··· Passage
Cyril Norwood and a national labour service

Workfare schemes are constantly in the news at the moment. Many of Britain’s historic work camps schemes were very much forms of welfare, aimed at giving unemployed men and other vulnerable groups – including sex workers, people with learning disabilities, epileptics and the tubercular – exposure to a period of therapeutic manual labour.

The idea of some kind of universal voluntary work service for the young, popular among Conservative thinkers when the current British coalition government was formed, seems to have slipped under the radar. But there were persistent campaigns, particularly during the 1930s, for public work – mainly in camps – as a form of universal national service.

Sir Cyril Norwood

Sir Cyril Norwood

Cyril Norwood is best known in Britain for his influence on the 1944 Education Act. R. A. Butler, then minister for education, chose Norwood to chair a committee on secondary education, which  produced a report on Curriculum and Examinations in Secondary Schools that in turn influenced the 1944 Education Act, setting out the template for the division of state schools in England into three categories: secondary modern, technical, and grammar.

Little wonder that Gary McCulloch described Norwood as “one of the most prominent and influential English educators of the part century”. He was also a died-in-the-wool establshment figure who had passed the civil service entrance examination before devoting himself to a career in education. He served as a teacher in Leeds Grammar School, then as Master of Marlborough College, then headteacher of Harrow for eight years, before becoming Master of an Oxford College in 1934.

Norwood’s interests were many and varied, but among them was the idea of a national labour service. On a number of occasions Norwood wrote and spoke in favour of compulsory labour camps, setting down his ideas in journals like the Spectator. But his ideas were less concerned with workfare – or work-for-benefits – than with building character through collective body work, as a politically palatable alternative to national military service.

From Norwood's 1938 New Statesman article

From Norwood’s 1938 New Statesman article

Like a number of other writers – including GDH Cole and the Webbs, socialists who had little in common with Norwood’s political stance – he favoured a universal scheme for all young men. He delliberately contrasted his scheme with the Ministry of Labour’s work camps for unemployed men, presenting his proposals for camps as “places for education and recreation” rather than mere training, which would “shake together the classes of the country as nothing else can”. The result should be “a generation with a new temperament . . . proud of itself and with a new sense of power and fitness”.

This was, of course, a selective and masculine focus. McCulloch points out that Norwood’s career was spent entirely in organisations for boys, staffed almost entirely by men, and this formative environment was common in Norwood’s social milieu. Hard work was widely viewed as good for the male body; Norwood’s argument was that hard work and camp life for young men were also good for the nation.
······
··· Data to examine
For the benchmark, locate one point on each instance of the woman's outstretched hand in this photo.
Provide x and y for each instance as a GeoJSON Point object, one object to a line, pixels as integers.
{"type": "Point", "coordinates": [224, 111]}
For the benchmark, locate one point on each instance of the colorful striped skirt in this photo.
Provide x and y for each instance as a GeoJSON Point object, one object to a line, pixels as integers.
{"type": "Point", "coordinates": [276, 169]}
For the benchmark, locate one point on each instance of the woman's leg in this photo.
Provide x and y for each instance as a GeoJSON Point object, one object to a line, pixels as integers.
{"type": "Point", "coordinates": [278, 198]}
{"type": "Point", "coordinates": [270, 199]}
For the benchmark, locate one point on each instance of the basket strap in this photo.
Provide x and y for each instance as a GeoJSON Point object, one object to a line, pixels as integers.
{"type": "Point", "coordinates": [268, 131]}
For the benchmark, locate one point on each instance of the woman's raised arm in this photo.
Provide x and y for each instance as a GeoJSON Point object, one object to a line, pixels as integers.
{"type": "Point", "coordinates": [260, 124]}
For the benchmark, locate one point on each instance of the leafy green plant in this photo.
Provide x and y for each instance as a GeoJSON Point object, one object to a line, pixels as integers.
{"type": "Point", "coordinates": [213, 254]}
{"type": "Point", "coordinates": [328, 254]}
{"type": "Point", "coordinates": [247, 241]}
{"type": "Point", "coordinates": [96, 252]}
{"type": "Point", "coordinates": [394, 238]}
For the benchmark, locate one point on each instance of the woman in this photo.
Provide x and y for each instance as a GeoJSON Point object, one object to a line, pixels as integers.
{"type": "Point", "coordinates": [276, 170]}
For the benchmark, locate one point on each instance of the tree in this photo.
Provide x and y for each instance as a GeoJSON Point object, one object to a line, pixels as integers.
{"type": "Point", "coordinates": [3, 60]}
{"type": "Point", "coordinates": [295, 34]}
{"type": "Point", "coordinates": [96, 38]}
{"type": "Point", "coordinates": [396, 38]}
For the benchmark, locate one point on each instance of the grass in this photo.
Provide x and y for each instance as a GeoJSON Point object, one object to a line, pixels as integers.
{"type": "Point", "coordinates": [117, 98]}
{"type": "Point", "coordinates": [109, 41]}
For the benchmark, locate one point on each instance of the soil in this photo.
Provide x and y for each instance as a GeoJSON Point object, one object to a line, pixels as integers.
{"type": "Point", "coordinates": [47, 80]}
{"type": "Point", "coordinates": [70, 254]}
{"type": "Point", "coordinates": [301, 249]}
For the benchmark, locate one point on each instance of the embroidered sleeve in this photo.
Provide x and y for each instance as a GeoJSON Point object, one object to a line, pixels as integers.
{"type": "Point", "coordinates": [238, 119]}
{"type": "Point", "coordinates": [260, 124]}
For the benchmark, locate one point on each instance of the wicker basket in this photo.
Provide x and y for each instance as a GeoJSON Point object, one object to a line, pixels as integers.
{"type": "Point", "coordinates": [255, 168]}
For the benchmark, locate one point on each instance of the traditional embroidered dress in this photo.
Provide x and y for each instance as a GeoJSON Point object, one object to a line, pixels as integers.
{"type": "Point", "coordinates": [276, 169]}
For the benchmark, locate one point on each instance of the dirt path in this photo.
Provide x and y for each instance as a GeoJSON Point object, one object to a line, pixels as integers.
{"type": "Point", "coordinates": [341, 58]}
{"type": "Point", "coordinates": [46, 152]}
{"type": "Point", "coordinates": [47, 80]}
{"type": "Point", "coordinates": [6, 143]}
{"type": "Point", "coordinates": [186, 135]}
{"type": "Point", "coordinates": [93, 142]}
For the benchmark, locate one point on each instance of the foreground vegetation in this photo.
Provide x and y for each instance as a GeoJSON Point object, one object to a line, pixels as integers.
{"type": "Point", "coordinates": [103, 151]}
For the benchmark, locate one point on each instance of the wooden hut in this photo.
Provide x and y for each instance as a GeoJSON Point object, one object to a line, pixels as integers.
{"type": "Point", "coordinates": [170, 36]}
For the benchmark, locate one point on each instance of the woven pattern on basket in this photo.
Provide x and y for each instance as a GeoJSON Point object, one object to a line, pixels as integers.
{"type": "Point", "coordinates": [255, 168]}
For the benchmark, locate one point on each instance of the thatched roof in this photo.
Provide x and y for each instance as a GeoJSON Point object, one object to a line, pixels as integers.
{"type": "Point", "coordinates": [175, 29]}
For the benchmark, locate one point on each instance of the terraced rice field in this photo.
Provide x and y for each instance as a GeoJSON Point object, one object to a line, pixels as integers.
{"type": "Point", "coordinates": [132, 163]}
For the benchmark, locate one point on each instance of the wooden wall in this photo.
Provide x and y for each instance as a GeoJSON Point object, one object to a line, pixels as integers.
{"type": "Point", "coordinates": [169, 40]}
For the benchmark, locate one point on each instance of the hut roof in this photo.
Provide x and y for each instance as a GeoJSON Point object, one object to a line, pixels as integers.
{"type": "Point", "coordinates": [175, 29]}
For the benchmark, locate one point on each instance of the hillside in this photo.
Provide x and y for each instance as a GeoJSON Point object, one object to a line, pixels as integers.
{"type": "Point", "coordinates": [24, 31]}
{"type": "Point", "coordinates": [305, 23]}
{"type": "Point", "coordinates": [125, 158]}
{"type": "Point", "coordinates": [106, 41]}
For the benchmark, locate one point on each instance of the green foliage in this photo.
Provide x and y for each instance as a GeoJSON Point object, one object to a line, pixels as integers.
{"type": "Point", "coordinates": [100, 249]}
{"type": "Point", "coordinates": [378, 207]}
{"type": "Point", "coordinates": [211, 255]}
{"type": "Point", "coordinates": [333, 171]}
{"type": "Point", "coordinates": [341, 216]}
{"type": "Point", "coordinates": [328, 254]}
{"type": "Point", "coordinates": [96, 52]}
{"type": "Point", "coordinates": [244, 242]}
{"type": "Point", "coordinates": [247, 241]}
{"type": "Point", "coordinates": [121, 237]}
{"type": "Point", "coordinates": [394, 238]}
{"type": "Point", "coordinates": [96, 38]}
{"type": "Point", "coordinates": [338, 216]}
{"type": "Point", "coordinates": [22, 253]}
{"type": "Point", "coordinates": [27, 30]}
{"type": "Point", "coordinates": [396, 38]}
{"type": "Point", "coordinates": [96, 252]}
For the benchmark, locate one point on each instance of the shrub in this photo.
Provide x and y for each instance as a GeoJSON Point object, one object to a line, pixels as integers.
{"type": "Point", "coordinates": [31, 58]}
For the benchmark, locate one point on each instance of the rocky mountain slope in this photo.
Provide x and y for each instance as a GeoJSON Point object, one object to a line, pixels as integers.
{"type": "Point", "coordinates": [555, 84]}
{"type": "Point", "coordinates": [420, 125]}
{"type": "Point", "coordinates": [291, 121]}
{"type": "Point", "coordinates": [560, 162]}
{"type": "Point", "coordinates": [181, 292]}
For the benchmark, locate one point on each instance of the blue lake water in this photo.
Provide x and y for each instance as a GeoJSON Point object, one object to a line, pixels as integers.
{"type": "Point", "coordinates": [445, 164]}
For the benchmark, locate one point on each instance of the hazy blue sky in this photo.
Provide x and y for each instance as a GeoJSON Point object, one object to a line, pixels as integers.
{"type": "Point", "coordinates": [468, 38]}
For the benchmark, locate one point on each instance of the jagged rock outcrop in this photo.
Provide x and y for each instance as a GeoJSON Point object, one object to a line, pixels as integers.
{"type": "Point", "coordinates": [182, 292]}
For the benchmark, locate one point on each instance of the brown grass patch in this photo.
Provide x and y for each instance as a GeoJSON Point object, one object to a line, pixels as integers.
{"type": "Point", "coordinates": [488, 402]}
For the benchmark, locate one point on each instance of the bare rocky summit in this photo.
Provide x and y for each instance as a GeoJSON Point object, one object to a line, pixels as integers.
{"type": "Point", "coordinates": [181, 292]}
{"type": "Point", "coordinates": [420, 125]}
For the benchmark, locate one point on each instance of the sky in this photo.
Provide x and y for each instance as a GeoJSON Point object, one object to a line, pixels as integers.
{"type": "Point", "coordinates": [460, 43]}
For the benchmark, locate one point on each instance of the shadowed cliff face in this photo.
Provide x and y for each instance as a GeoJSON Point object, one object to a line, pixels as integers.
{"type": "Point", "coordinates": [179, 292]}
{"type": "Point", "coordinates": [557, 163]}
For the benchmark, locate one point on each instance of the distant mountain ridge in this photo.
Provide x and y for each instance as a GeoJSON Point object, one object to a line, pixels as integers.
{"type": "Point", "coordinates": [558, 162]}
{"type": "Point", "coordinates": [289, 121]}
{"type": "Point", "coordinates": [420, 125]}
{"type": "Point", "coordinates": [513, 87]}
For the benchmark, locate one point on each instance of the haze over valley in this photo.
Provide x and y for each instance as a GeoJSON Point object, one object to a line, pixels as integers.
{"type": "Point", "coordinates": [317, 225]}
······
◆ **Problem to work on**:
Copy word for word the part of the Cyril Norwood piece above, starting at "Little wonder that" and ending at "College in 1934.".

◆ **Result for this task**:
Little wonder that Gary McCulloch described Norwood as “one of the most prominent and influential English educators of the part century”. He was also a died-in-the-wool establshment figure who had passed the civil service entrance examination before devoting himself to a career in education. He served as a teacher in Leeds Grammar School, then as Master of Marlborough College, then headteacher of Harrow for eight years, before becoming Master of an Oxford College in 1934.